[Exercise inputs Boundary: Start]

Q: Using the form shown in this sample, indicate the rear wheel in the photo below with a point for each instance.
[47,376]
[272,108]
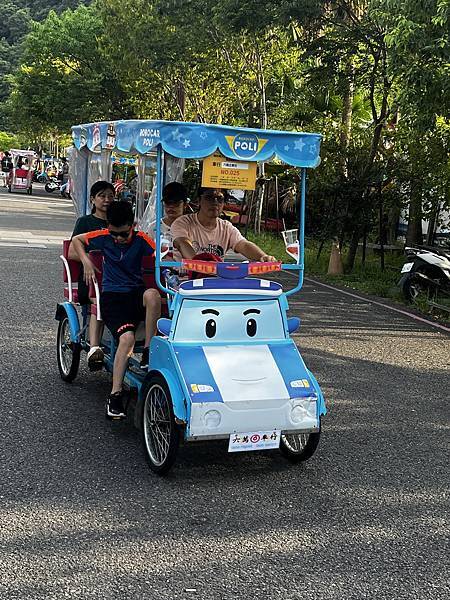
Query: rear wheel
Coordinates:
[68,352]
[298,447]
[424,282]
[160,433]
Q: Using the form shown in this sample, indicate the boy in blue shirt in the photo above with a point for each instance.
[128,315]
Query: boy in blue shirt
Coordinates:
[124,301]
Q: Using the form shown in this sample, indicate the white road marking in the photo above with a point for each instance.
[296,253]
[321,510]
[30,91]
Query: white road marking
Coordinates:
[21,245]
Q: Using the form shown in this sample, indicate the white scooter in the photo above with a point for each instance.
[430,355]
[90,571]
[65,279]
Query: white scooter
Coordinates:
[426,270]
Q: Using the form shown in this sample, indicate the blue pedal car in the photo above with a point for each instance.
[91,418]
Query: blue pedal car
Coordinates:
[224,365]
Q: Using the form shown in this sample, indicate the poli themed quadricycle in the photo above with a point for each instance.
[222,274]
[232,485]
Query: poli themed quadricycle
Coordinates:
[224,365]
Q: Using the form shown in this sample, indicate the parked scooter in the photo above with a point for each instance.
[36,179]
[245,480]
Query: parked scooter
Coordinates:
[427,271]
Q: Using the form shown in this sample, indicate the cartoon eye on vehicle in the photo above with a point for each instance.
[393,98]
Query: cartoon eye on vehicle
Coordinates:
[252,326]
[211,325]
[237,321]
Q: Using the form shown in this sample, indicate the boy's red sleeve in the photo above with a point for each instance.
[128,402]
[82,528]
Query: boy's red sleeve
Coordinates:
[96,239]
[149,244]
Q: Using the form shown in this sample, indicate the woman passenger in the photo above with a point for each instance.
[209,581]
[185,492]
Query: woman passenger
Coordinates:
[101,196]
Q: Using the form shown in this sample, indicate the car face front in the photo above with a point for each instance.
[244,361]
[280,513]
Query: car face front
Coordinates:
[241,370]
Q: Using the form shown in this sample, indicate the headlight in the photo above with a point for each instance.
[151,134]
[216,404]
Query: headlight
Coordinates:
[212,419]
[304,408]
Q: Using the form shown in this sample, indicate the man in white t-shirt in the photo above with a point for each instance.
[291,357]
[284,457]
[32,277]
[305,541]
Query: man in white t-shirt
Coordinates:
[206,232]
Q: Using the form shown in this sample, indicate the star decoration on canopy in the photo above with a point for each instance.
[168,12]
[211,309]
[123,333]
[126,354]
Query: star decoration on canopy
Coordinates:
[176,135]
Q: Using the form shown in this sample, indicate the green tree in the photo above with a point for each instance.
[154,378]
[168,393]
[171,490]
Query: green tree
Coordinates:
[65,77]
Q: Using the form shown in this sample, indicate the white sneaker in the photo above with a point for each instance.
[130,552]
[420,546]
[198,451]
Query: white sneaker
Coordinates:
[95,358]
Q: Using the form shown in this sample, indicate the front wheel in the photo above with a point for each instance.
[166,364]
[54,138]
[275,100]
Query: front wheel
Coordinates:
[68,352]
[160,433]
[298,447]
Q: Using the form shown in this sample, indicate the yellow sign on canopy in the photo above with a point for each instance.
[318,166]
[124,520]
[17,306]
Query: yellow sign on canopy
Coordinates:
[222,172]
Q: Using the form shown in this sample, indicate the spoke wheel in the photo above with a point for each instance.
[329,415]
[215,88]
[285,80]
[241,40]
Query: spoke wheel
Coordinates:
[161,435]
[68,352]
[297,447]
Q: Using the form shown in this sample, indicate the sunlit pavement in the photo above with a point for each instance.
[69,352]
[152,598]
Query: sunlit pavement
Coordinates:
[81,516]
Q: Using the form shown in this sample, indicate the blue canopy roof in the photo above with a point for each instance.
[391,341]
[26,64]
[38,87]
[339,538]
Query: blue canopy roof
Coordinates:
[198,140]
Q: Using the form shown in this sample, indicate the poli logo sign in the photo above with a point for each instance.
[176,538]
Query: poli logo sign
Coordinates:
[245,145]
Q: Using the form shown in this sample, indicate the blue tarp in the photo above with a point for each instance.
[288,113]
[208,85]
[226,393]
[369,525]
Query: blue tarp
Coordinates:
[198,140]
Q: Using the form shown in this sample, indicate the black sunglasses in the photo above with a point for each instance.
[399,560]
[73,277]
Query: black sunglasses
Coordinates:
[123,234]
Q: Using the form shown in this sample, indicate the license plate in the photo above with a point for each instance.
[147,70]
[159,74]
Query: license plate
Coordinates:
[407,267]
[254,440]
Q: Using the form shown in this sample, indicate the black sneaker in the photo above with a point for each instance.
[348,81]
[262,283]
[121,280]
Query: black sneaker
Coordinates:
[144,360]
[115,406]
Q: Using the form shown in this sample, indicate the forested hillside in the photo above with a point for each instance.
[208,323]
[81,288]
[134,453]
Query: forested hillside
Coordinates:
[371,76]
[16,18]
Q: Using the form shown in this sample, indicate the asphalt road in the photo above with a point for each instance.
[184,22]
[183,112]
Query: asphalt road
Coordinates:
[81,516]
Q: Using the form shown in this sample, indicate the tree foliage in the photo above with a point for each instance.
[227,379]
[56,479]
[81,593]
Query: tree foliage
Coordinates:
[371,75]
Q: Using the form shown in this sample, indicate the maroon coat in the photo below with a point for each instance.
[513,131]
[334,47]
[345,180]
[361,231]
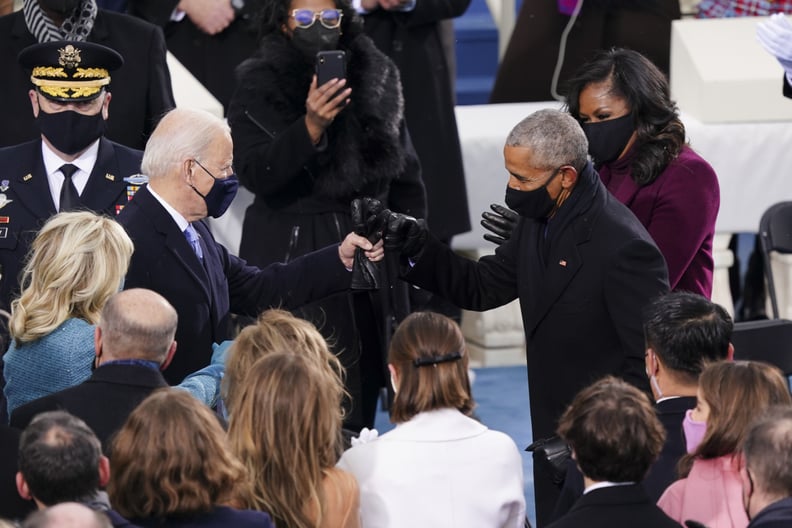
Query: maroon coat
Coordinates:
[679,210]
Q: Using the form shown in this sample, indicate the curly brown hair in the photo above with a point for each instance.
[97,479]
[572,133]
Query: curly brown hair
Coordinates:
[171,457]
[286,428]
[275,331]
[633,77]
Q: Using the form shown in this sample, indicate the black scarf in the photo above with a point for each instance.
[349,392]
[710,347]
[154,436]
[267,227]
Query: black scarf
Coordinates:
[77,27]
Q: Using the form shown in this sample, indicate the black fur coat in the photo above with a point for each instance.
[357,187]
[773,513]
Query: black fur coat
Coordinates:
[364,149]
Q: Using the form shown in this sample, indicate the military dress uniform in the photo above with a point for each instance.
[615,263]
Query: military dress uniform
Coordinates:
[62,72]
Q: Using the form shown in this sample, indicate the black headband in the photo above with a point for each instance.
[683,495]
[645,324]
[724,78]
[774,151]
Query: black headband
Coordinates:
[420,362]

[Exercise inputs Boundary: End]

Activity:
Return all records verbatim and drop the pictures.

Output below:
Q: Using the form shown in this sample, indicate the rear wheel in the photo below with a point for each instance.
[47,376]
[272,108]
Query: rear wheel
Coordinates:
[68,352]
[298,447]
[424,282]
[160,433]
Q: Using the form shown in this sample, indicate the boy in blue shirt in the photo above with a point for each instance.
[128,315]
Query: boy in blue shirt
Coordinates:
[124,301]
Q: Using the form shown in this sample, indicate the white road marking in the photo above with a point for each instance.
[296,253]
[321,510]
[30,91]
Query: white road marking
Coordinates:
[21,245]
Q: Using the form shown in this sample, indicate the white scooter in the photo above with a point for each instance.
[430,355]
[90,571]
[65,279]
Query: white scooter
Coordinates:
[426,270]
Q: Using the form shown in this sample, indicate the blue pedal car in the photo above with a point for each instance.
[91,418]
Query: blue pedal car
Coordinates:
[224,365]
Q: Using the form shown in this sample, indicate the poli themed quadricycle in the photo above with a point for each instance.
[222,274]
[232,485]
Query: poli themed quadricycle
Coordinates:
[224,365]
Q: Using the form shown in this sample, indicate the parked scooter in the photo above with a point for each instance.
[36,179]
[245,480]
Query: parked scooter
Coordinates:
[427,271]
Q: Using the form shown in this sample, indicate the cartoon eye on vehicle in the photo above with a point for each instance.
[393,98]
Query: cartoon eye on vehicle
Coordinates:
[252,326]
[211,325]
[237,321]
Q: Using the form shown in this sample, indicate the boy's red sleeve in the photo above with a point for each instance.
[128,402]
[82,528]
Query: boy's red sleeve
Coordinates:
[96,239]
[149,244]
Q: Using the form shown in this sample, indicate the woman passenger in the photo above with a point for each instance.
[209,581]
[185,492]
Query: woman passenger
Coordinates:
[101,196]
Q: Using the form shown in this sample, indicate the car face front in the photo above with a point for each instance.
[244,361]
[280,513]
Query: car face front
Coordinates:
[241,370]
Q: Using the form shown in this sample, indicate the headlight in the photo above with a point for each instance.
[151,134]
[216,404]
Query: headlight
Coordinates:
[212,419]
[304,408]
Q: Using the form shown in this sample, indicate the man in white t-shirt in the photo above with a point for each instance.
[291,357]
[284,457]
[32,277]
[305,541]
Query: man in white t-shirt
Coordinates:
[206,232]
Q: Using the form shown in this sample, indicate the star decoration on canopy in the photo above with a point for each instance.
[168,12]
[211,309]
[123,333]
[126,354]
Query: star decoration on canopy
Coordinates:
[176,135]
Q: Using the form shown in this sample, indicate the green tree in the photo above with a point for each instance.
[154,378]
[168,393]
[171,490]
Query: green tree
Coordinates:
[65,77]
Q: Using the form shown in this sample, indicate the white sneaker in the photo above with a point for each instance.
[130,552]
[420,546]
[198,451]
Query: white sneaker
Coordinates:
[95,358]
Q: Using the form shown in this sample, indicate the front wheel in the photo above with a point for each instance.
[166,364]
[54,138]
[275,100]
Query: front wheel
Coordinates:
[68,352]
[160,433]
[298,447]
Q: Using the form shown in this sample, indicate the yellow sign on canopy in the photo above with a point for each instance.
[318,166]
[124,520]
[17,306]
Query: yellow sign on canopy
Coordinates:
[222,172]
Q: Using the form shown in this sample, indicate the spoke wheel in the photo above with a point for each instance.
[329,415]
[215,88]
[285,80]
[241,40]
Query: spoke wheel
Coordinates:
[161,435]
[68,352]
[297,447]
Q: Using the form shown in this sample, indicate the sunlit pavement in the photo above with a point for each instance.
[69,352]
[152,598]
Query: sunlit pavement
Coordinates:
[81,516]
Q: Using the form shown in this sample, indicate the blue canopy roof in the photo above with a point for each instance.
[391,341]
[26,64]
[38,87]
[339,538]
Query: blue canopy roof
Coordinates:
[198,140]
Q: Using the form shown in this sample, indicate the poli logo sign in the photo above with a point for each instance.
[176,538]
Query: poli logo sign
Coordinates:
[245,145]
Q: Using the form shown in this sample, indicate the blue tarp in the photo above with a point for each instance.
[288,113]
[208,85]
[226,393]
[369,525]
Query: blue tarp
Coordinates:
[198,140]
Q: Using the form shown in this sample, indicate the black sunglasses in the photo above with a point for each instance.
[399,560]
[73,277]
Query: black sunglasses
Coordinates:
[123,234]
Q: Using the form shown in this sample, indicate the license plate in the photo above with a point for each instance.
[147,70]
[159,74]
Query: license plate
Coordinates:
[407,267]
[254,440]
Q: Using the form shown in this sample, indicate the black sneaker in the photo above with a point for each instance.
[348,81]
[262,283]
[121,280]
Query: black sneaker
Coordinates:
[144,360]
[115,406]
Q: Using the form shown in this sample, indicate the forested hillside in the photo above with a point for each instance.
[208,323]
[81,288]
[134,453]
Query: forested hillside
Coordinates:
[371,76]
[16,18]
Q: Using the form shown in this sample, indicate the asphalt road in the photo above with a point for each instance.
[184,22]
[183,112]
Query: asphalt road
Coordinates:
[81,516]
Q: Using the form shown in this sample, indicate the tree foliage in the photo above with a point for each instance.
[227,379]
[56,479]
[81,593]
Query: tree foliage
Coordinates:
[371,75]
Q: Using the form shown in this sample, indicate the maroon coat in the photo below with a point for each instance.
[513,131]
[334,47]
[345,180]
[361,231]
Query: maroon coat
Coordinates:
[679,210]
Q: Using the form shown in this sample, indicate the curly brown hair in the photo above with a point for each instance.
[97,479]
[572,133]
Query: curly brown hair
Coordinates:
[171,457]
[286,428]
[275,331]
[633,77]
Q: Using the form shown in this sample, indicate the black scarf in the photo above with a point for each instance.
[349,392]
[710,347]
[154,436]
[267,227]
Query: black scarf
Coordinates:
[77,27]
Q: Using the form shown in this sample, indicate the black fur coat in the photo above with a point for each instance.
[357,187]
[773,513]
Query: black fur coat
Coordinates:
[364,149]
Q: Using the form shown in this sample, indicate the military dress uniform in the photo above with a point for each instance.
[615,263]
Query: military dress uniform
Coordinates:
[62,72]
Q: Using the form shown in this sample, indicate the black headband in the photo above with a point for each instance.
[683,495]
[645,324]
[724,78]
[774,151]
Query: black headband
Coordinates:
[420,362]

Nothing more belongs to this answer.